◆ Task details
Translate this sentence from the rice milk article below into Spanish: "Because of arsenic levels in rice, the United Kingdom's Food Standards Agency recommends that rice milk should not be given to children under 5 as a replacement for breast milk, formula milk or cow's milk."
-------- Selected excerpt
|Nutritional value per 100 g (3.5 oz)|
|Energy||195 kJ (47 kcal)|
|Dietary fiber||0.3 g|
|Pantothenic acid (B5)|
|†Percentages are roughly approximated using US recommendations for adults. |
Source: USDA FoodData Central
Rice milk is a plant milk made from rice. Commercial rice milk is typically manufactured using brown rice and brown rice syrup, and may be sweetened using sugar or sugar substitutes, and flavored by common ingredients, such as vanilla. It is commonly fortified with protein and micronutrients, such as vitamin B12, calcium, iron, or vitamin D.
The exact origin of rice milk is uncertain. In 1914, Maria M. Gilbert gave a recipe for rice milk in her book Meatless Cookery, which was the earliest known use of the term. In 1921, the first rice milk factory was built by the Vita Rice Products Co., launching Vita Rice Milk the same year in San Francisco, California. In 1990, Rice Dream was launched by Imagine Foods of Palto Alto, California in Tetra Pak cartons, becoming the first widely popular rice milk.
Rice milk (unsweetened) is 89% water, 9% carbohydrates, 1% fat, and contains negligible protein (table). A 100 ml reference amount provides 47 calories, and – if purposely fortified during manufacturing – 26% of the Daily Value (DV) for vitamin B12 (table). It also supplies calcium (12% DV; fortified) and manganese (13% DV; fortified) in moderate amounts, but otherwise is low in micronutrients.
Safety in young children
Because of arsenic levels in rice, the United Kingdom's Food Standards Agency recommends that rice milk should not be given to children under 5 as a replacement for breast milk, formula milk or cow's milk.
----------------
-------- Information given
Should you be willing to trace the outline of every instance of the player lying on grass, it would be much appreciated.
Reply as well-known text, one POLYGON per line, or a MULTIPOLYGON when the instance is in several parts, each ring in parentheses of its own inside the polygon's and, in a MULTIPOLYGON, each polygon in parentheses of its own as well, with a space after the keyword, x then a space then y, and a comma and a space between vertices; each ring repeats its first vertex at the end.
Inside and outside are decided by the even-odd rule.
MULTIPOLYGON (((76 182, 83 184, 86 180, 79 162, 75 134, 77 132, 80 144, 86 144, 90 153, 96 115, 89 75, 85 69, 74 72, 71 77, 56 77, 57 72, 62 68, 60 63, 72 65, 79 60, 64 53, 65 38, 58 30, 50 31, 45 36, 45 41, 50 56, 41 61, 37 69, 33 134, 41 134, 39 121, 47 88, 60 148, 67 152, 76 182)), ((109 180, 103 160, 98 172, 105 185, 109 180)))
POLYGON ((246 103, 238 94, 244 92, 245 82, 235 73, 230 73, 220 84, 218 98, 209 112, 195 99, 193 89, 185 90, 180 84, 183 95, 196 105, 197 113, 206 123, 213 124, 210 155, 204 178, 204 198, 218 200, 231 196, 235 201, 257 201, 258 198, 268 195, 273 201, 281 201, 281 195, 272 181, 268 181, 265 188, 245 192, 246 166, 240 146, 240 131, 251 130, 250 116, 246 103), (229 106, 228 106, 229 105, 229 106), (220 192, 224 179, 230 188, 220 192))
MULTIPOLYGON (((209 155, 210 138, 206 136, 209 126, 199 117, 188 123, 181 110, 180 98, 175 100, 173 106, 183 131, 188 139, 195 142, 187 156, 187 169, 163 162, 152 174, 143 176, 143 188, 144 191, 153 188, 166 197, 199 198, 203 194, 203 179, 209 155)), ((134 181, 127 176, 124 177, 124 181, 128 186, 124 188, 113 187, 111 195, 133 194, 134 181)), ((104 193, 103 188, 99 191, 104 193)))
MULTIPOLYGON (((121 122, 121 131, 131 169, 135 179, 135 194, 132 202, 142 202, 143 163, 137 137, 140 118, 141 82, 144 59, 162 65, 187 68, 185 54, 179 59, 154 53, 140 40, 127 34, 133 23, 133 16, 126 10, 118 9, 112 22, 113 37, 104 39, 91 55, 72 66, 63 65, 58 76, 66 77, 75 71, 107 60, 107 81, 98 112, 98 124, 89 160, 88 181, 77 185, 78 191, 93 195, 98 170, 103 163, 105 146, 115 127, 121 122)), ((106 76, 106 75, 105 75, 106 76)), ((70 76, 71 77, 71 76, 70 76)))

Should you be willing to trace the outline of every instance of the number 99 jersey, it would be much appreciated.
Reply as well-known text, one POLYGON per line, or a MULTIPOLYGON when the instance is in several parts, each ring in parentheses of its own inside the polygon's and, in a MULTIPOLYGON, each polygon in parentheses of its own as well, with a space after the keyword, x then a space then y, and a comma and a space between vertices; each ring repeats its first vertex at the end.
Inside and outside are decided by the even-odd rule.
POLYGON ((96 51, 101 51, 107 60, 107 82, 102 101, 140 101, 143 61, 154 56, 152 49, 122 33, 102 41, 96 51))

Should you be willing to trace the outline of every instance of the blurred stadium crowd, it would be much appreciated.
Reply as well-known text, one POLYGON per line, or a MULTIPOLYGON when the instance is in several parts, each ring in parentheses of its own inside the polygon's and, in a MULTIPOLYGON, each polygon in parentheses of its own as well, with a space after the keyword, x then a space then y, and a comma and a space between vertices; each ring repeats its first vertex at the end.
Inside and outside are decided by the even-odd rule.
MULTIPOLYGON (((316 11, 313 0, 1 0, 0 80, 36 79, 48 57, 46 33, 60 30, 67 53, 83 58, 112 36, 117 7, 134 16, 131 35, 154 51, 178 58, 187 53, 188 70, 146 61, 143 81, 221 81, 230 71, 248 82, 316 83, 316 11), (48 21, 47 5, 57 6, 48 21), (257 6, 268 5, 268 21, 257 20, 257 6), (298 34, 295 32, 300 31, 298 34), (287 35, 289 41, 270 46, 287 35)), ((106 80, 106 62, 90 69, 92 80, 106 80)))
----------------
◆ Result
Debido a los niveles de arsénico en el arroz, la Agencia de Normas Alimentarias del Reino Unido recomienda que no se dé leche de arroz a niños menores de 5 años como sustituto de la leche materna, la leche de fórmula o la leche de vaca.